→ Passage provided

•••••

The Manitoba Major Junior Hockey League’s Charleswood Hawks will boast a new-look coaching staff for the 2021-22 season.
This past weekend, the team announced Will Kinsman as its head coach, Dillon Smith as an assistant, while also making known the return of Hunter Ploszay as Charleswood’s goaltending coach.
“The Charleswood Hawks are a founding member of the MMJHL and have 16 provincial titles,” Kinsman told Game On. “For them to call and consider me was an honour all on its own. There aren’t many organizations in any league in any country with their tradition of winning. It’s a privilege and I’m very excited or the opportunity; I’m a very passionate person and the people within the organization share that trait with me.”
Clearly thrilled for the upcoming season, Kinsman – a former high school hockey coach turned junior assistant – had had plenty of experience, which he claims helped lead him to this role with the Hawks.

•••••

→ Dataset entries
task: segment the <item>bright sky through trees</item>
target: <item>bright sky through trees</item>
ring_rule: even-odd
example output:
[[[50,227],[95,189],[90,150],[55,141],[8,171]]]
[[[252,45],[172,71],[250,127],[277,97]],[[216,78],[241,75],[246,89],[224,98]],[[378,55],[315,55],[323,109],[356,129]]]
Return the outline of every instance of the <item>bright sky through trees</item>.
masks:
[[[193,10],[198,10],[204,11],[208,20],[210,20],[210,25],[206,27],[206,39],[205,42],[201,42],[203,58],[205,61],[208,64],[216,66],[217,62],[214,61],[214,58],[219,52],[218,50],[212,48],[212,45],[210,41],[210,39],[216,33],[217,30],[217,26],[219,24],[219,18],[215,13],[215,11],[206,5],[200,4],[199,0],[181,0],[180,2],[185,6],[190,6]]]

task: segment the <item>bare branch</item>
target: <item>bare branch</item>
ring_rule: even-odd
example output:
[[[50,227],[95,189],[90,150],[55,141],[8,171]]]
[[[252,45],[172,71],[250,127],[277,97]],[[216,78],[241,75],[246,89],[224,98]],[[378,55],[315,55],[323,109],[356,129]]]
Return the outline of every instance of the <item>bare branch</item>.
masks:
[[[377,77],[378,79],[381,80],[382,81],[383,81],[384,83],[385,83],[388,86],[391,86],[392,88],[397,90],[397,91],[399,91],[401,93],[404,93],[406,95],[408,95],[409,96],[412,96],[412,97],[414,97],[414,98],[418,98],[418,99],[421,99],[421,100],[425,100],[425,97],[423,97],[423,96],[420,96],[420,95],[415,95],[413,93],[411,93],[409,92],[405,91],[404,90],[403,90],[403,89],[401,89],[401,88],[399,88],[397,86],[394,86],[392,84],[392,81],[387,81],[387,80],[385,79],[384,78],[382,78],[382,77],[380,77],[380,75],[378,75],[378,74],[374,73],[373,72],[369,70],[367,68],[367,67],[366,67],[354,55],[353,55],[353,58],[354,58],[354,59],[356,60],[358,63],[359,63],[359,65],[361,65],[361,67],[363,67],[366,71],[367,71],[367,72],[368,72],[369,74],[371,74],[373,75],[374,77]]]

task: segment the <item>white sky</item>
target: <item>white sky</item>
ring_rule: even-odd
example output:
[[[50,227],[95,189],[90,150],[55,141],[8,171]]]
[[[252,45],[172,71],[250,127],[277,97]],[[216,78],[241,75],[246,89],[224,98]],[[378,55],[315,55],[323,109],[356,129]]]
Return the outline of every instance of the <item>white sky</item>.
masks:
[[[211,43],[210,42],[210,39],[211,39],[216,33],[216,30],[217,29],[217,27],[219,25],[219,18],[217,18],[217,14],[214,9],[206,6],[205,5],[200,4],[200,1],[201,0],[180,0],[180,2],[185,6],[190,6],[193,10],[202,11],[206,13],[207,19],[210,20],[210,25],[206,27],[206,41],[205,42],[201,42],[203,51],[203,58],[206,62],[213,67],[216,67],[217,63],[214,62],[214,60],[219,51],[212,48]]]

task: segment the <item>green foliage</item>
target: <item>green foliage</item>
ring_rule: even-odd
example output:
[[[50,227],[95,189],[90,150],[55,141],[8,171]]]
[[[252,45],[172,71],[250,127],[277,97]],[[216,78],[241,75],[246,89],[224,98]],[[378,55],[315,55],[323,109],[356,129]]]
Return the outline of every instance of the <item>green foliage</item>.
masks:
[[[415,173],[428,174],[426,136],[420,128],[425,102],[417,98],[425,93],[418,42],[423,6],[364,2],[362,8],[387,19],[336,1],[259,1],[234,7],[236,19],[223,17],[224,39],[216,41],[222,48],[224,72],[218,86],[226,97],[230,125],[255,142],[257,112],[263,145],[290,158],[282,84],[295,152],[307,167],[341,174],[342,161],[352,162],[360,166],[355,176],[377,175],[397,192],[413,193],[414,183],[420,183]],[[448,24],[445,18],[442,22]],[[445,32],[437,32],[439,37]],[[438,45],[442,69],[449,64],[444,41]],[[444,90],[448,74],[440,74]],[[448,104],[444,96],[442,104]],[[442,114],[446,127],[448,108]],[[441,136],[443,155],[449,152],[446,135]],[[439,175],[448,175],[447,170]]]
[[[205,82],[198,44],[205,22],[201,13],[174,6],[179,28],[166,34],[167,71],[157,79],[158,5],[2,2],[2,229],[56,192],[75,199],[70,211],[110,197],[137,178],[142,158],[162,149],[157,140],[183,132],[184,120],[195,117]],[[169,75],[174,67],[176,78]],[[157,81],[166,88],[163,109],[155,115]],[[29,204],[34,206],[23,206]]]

•••••

→ Task
In the article about the Charleswood Hawks coaching staff, who is returning as the team's goaltending coach?

→ Problem solution
Hunter Ploszay